> What is needed
Extract the listing in its entirety, keeping each line identical to the original.
____ Data provided
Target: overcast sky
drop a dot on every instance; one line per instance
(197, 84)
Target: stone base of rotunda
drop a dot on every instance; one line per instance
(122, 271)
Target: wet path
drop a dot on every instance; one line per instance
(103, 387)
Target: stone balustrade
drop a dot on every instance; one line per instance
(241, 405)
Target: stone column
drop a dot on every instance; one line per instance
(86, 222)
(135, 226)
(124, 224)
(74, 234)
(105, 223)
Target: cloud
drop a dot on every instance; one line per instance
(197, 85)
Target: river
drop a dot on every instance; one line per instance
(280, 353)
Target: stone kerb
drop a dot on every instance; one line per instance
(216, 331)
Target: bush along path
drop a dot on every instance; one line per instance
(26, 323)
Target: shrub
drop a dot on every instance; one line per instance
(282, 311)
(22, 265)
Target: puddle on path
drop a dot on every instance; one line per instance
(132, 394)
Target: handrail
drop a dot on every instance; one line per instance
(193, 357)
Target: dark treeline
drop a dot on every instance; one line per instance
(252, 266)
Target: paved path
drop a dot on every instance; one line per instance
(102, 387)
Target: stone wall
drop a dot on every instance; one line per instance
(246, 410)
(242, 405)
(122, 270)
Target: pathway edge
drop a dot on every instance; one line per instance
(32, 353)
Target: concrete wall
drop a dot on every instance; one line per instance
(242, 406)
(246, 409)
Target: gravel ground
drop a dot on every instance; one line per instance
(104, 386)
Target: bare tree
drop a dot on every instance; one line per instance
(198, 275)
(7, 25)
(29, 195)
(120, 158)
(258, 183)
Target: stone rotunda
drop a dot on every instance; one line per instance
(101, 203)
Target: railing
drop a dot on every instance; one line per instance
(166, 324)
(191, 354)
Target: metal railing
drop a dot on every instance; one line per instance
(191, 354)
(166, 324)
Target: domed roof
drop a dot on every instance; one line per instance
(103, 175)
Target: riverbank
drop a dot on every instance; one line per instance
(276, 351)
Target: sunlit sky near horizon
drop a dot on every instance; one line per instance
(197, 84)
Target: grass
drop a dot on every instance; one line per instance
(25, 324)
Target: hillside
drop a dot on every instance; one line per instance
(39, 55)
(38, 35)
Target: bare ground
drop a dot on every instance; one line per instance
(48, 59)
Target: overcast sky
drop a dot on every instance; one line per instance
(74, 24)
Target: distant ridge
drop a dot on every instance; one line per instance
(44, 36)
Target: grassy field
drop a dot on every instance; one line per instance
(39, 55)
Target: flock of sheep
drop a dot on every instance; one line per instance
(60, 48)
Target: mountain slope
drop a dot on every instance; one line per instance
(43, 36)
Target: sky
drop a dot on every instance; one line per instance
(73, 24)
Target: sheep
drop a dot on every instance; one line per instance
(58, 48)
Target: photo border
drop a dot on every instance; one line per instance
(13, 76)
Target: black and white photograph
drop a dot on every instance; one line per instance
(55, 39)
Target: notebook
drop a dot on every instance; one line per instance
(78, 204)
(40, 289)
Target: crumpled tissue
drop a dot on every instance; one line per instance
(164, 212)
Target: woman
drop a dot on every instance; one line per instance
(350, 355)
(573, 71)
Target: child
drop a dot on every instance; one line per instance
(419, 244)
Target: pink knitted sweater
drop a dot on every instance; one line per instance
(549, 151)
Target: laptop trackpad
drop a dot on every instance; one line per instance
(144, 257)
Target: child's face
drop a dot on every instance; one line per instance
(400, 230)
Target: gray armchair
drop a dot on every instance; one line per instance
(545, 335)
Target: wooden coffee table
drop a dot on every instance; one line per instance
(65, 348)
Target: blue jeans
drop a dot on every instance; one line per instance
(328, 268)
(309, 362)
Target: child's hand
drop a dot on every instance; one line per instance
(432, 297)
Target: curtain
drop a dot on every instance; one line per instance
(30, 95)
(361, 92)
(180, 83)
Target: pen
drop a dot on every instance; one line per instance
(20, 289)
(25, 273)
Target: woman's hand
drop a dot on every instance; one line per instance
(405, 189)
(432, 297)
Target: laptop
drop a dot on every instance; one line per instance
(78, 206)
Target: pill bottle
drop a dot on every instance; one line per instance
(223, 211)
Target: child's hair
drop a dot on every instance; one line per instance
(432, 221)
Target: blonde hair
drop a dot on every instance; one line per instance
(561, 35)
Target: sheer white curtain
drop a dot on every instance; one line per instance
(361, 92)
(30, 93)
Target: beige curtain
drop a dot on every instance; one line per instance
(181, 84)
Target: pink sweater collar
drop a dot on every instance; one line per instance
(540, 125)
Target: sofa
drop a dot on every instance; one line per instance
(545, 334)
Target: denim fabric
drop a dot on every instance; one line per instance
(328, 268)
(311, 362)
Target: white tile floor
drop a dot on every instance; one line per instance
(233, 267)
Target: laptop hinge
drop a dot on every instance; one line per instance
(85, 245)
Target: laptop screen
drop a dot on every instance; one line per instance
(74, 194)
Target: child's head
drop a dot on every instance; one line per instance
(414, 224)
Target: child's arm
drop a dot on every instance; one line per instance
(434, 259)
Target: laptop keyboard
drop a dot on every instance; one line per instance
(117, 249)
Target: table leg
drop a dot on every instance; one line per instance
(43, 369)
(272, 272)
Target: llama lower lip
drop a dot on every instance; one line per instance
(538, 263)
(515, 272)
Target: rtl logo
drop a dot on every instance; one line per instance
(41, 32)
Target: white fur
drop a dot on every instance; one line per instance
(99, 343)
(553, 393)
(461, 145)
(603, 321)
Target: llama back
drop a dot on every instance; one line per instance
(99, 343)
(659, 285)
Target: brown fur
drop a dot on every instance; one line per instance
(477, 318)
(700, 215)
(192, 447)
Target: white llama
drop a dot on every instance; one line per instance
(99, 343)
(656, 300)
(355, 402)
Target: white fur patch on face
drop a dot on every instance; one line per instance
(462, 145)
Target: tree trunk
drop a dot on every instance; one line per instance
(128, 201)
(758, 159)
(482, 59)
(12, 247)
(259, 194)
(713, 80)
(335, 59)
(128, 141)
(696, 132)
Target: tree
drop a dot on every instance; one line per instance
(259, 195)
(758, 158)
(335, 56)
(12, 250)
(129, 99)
________
> Exercise solution
Target: overcast sky
drop a dot on every instance; one line per instance
(197, 84)
Target: stone base of rotunda
drop a dot on every instance; one line per instance
(122, 271)
Target: wet path
drop a dot on every instance; one line per instance
(103, 387)
Target: stone balustrade
drop a dot on every instance; one line per instance
(241, 405)
Target: stone column
drop a dot on every instance; one line per instance
(86, 222)
(135, 226)
(124, 224)
(74, 234)
(105, 223)
Target: cloud
drop a dot on every instance; one line per instance
(197, 85)
Target: river
drop a dot on every instance; one line per instance
(280, 353)
Target: stone kerb
drop a dot on every instance; one line per instance
(216, 331)
Target: bush along path
drop a dot on every instance; one line per instance
(26, 323)
Target: shrub
drop a dot on every instance; one line per instance
(282, 311)
(22, 265)
Target: puddle on path
drop a dot on every instance; one line per instance
(132, 394)
Target: handrail
drop a dot on every instance; one line per instance
(193, 357)
Target: dark treeline
drop a dot on every instance; one line per instance
(252, 266)
Target: paved path
drop a dot on every instance; one line per instance
(102, 387)
Target: stone wall
drop a dot on every instance; one line per instance
(246, 410)
(242, 405)
(122, 270)
Target: pathway edge
drop a dot on every instance; one line per instance
(32, 353)
Target: concrete wall
drop a dot on every instance; one line per instance
(242, 406)
(246, 409)
Target: gravel ground
drop a dot on every instance; one line per instance
(104, 386)
Target: bare tree
drop a dot on every instance; one line per instance
(198, 275)
(7, 25)
(29, 195)
(120, 158)
(258, 183)
Target: stone rotunda
drop a dot on every instance; one line per instance
(101, 203)
Target: railing
drop a dot on every instance; one line per instance
(166, 324)
(191, 354)
Target: metal railing
drop a dot on every instance; one line per instance
(191, 354)
(166, 324)
Target: domed roof
drop a dot on every instance; one line per instance
(103, 175)
Target: riverbank
drop a dot on every instance; one line per instance
(276, 351)
Target: sunlit sky near horizon
drop a dot on every instance; one line per instance
(197, 84)
Target: grass
drop a dot on every instance; one line per instance
(25, 324)
Target: hillside
drop a dot on every instance; one line per instance
(39, 55)
(38, 35)
Target: bare ground
drop a dot on every instance; one line per instance
(48, 59)
Target: overcast sky
drop a dot on every instance; one line per instance
(74, 24)
Target: distant ridge
drop a dot on every instance; one line per instance
(44, 36)
Target: grassy field
drop a dot on every instance; one line per instance
(39, 55)
Target: flock of sheep
drop a dot on every instance; one line per instance
(60, 48)
Target: mountain slope
drop a dot on every instance; one line per instance
(43, 36)
Target: sky
drop a dot on every instance; one line per instance
(73, 24)
Target: sheep
drop a dot on every instance; one line per instance
(58, 48)
Target: photo border
drop a dot on every instance; one line per instance
(13, 76)
Target: black and white photograph
drop a dot on every instance; one line per instance
(55, 39)
Target: notebook
drop a dot on every instance; one line per instance
(78, 204)
(40, 289)
Target: crumpled tissue
drop a dot on every instance; one line per instance
(164, 212)
Target: woman
drop a dot on every instance; one line per instance
(350, 355)
(573, 71)
Target: child
drop a dot on every instance; one line per instance
(419, 244)
Target: pink knitted sweater
drop a dot on every instance; one line per instance
(549, 151)
Target: laptop trackpad
drop a dot on every instance; one line per instance
(144, 257)
Target: child's face
drop a dot on every instance; one line per instance
(400, 230)
Target: gray armchair
drop a dot on every instance; one line per instance
(545, 335)
Target: wooden coffee table
drop a dot on every instance; one line per instance
(65, 348)
Target: blue jeans
drop a dot on every instance; one line per instance
(328, 268)
(309, 362)
Target: child's hand
drop a dot on every instance; one line per instance
(432, 297)
Target: curtain
drop a dot on every instance; one line per instance
(30, 95)
(361, 92)
(180, 83)
Target: pen
drop a dot on every instance; one line per instance
(20, 289)
(25, 273)
Target: woman's hand
drop a dot on every instance; one line per instance
(405, 189)
(432, 297)
Target: laptop
drop a dot on every instance; one line per instance
(78, 206)
Target: pill bottle
drop a dot on every instance; one line per instance
(223, 211)
Target: child's hair
drop a dot on every instance; one line per instance
(432, 221)
Target: blonde hair
drop a dot on every instance; one line per instance
(561, 35)
Target: sheer white curtain
drop a dot on every instance; one line per instance
(361, 92)
(30, 93)
Target: beige curtain
drop a dot on every instance; one line per instance
(181, 84)
Target: pink sweater collar
drop a dot on every instance; one line per instance
(540, 125)
Target: sofa
drop a dot on every instance; one line per instance
(545, 334)
Target: denim fabric
drop a dot on every instance; one line per instance
(328, 268)
(311, 362)
Target: white tile floor
drop a dot on every instance; one line per instance
(233, 267)
Target: laptop hinge
drop a dot on every instance; one line per instance
(85, 245)
Target: laptop screen
drop a dot on every instance; one line per instance
(74, 194)
Target: child's head
drop a dot on every instance; one line per instance
(414, 224)
Target: child's arm
drop a dot on every instance; one line per instance
(434, 259)
Target: laptop keyboard
drop a dot on every instance; one line per instance
(117, 249)
Target: table leg
drop a dot on every instance; one line per instance
(43, 369)
(272, 272)
Target: llama lower lip
drop a dot on every instance; one line per instance
(538, 263)
(515, 272)
Target: rtl logo
drop a dot on every instance; one line per instance
(41, 32)
Target: white fur
drop a dot on every instance; one line per instance
(99, 343)
(553, 393)
(461, 145)
(603, 321)
Target: llama back
drop a dot on every instance; one line per instance
(99, 343)
(659, 285)
Target: brown fur
drop a dot on every instance; one line per instance
(477, 318)
(700, 215)
(192, 447)
Target: white llama
drop a dot on every instance; one line per instance
(99, 343)
(656, 300)
(355, 402)
Target: white fur patch on face
drop a dot on every instance; one line per instance
(462, 145)
Target: tree trunk
drop a dot on every instance; one line per instance
(128, 201)
(758, 159)
(482, 59)
(12, 247)
(259, 194)
(713, 80)
(335, 59)
(128, 141)
(696, 132)
Target: tree
drop a dot on every instance; one line per instance
(259, 195)
(758, 158)
(335, 56)
(12, 250)
(129, 99)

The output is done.